> [SHORT PROBLEM]
Count the lines in the items below that contain the string "spire", and give only the number.

> [EXCERPTED RECORDS]
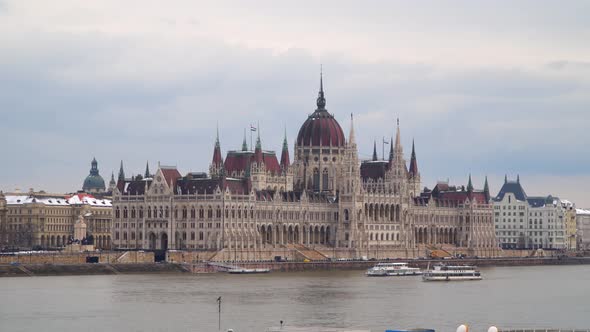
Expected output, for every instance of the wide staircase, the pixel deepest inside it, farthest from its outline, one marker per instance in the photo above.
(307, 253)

...

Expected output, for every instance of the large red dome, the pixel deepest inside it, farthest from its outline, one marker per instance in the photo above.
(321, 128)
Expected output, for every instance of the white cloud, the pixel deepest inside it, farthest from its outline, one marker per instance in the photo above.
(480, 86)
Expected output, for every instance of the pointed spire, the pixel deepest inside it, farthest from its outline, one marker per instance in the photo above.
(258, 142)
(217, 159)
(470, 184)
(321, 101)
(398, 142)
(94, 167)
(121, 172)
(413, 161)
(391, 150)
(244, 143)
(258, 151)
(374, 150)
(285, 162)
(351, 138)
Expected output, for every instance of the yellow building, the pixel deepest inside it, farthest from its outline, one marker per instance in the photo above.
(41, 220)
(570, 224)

> [SOLVED EXERCISE]
1